**Texte**
------------------------------

Mon premier définit le dessin caricatural comme « un aiguillon enrobé de miel ». Ricardo Rendón a ainsi marqué le XXe siècle sud-américain de son coup de crayon bleu. Né en 1894, ses caricatures politiques n’ont jamais cessé de critiquer les détenteurs du pouvoir colombien, en particulier dans les années 20. Il dénonçait notamment l’intervention croissante des États-Unis dans le fonctionnement de son pays, pièce essentielle d’un échiquier géopolitique régional, ou encore la prosternation de la Colombie devant les Anglais. Les libéraux comme les conservateurs ont été la cible, des années durant, de son humour satirique dans les colonnes de trois grands quotidiens nationaux : La Républica, El Espectador et El Tiempo. Le 27 octobre 1931, il déposa à la rédaction de ce dernier ses nouveaux dessins, alla écouter de la musique à La Gran Vía, l’un de ses bars préférés de Bogotá, plaisanta avec le patron, puis rentra chez lui. Dans la nuit, comme chaque nuit, il réfléchît à sa caricature du lendemain. Le 28 octobre, il repassa la porte de La Gran Vía, commanda une bière, alluma une cigarette, repensa à cette jeune fille dont il était tombé éperdument amoureux il y a si longtemps, sortit son crayon, dessina des lignes droites retraçant le parcours d’une balle qui pénètre dans un crâne, écrivit « Je vous supplie de ne pas me ramener chez moi. » puis braqua sur sa tempe le canon d’un Colt 25. Ce jour-là, l’une des plus grandes voix politiques et littéraires de Colombie se suicidait à l’âge de 37 ans. Aujourd’hui, personne n’est encore capable d’expliquer son geste.

------------------------------

**Données enregistrées**
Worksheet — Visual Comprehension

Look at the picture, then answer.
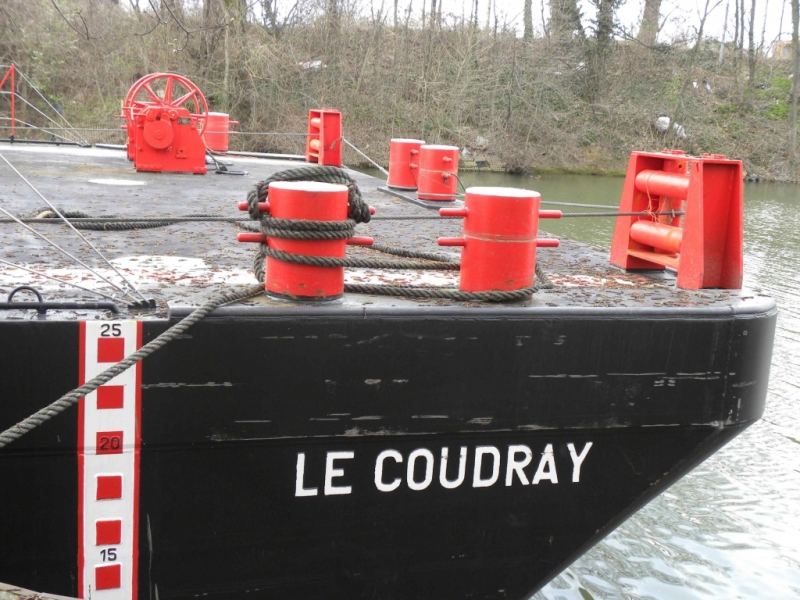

------------------------------

**Consigne**
Reproduisez intégralement le texte sur Ricardo Rendón, sans en modifier un seul mot.

**Résultat**
Mon premier définit le dessin caricatural comme « un aiguillon enrobé de miel ». Ricardo Rendón a ainsi marqué le XXe siècle sud-américain de son coup de crayon bleu. Né en 1894, ses caricatures politiques n’ont jamais cessé de critiquer les détenteurs du pouvoir colombien, en particulier dans les années 20. Il dénonçait notamment l’intervention croissante des États-Unis dans le fonctionnement de son pays, pièce essentielle d’un échiquier géopolitique régional, ou encore la prosternation de la Colombie devant les Anglais. Les libéraux comme les conservateurs ont été la cible, des années durant, de son humour satirique dans les colonnes de trois grands quotidiens nationaux : La Républica, El Espectador et El Tiempo. Le 27 octobre 1931, il déposa à la rédaction de ce dernier ses nouveaux dessins, alla écouter de la musique à La Gran Vía, l’un de ses bars préférés de Bogotá, plaisanta avec le patron, puis rentra chez lui. Dans la nuit, comme chaque nuit, il réfléchît à sa caricature du lendemain. Le 28 octobre, il repassa la porte de La Gran Vía, commanda une bière, alluma une cigarette, repensa à cette jeune fille dont il était tombé éperdument amoureux il y a si longtemps, sortit son crayon, dessina des lignes droites retraçant le parcours d’une balle qui pénètre dans un crâne, écrivit « Je vous supplie de ne pas me ramener chez moi. » puis braqua sur sa tempe le canon d’un Colt 25. Ce jour-là, l’une des plus grandes voix politiques et littéraires de Colombie se suicidait à l’âge de 37 ans. Aujourd’hui, personne n’est encore capable d’expliquer son geste.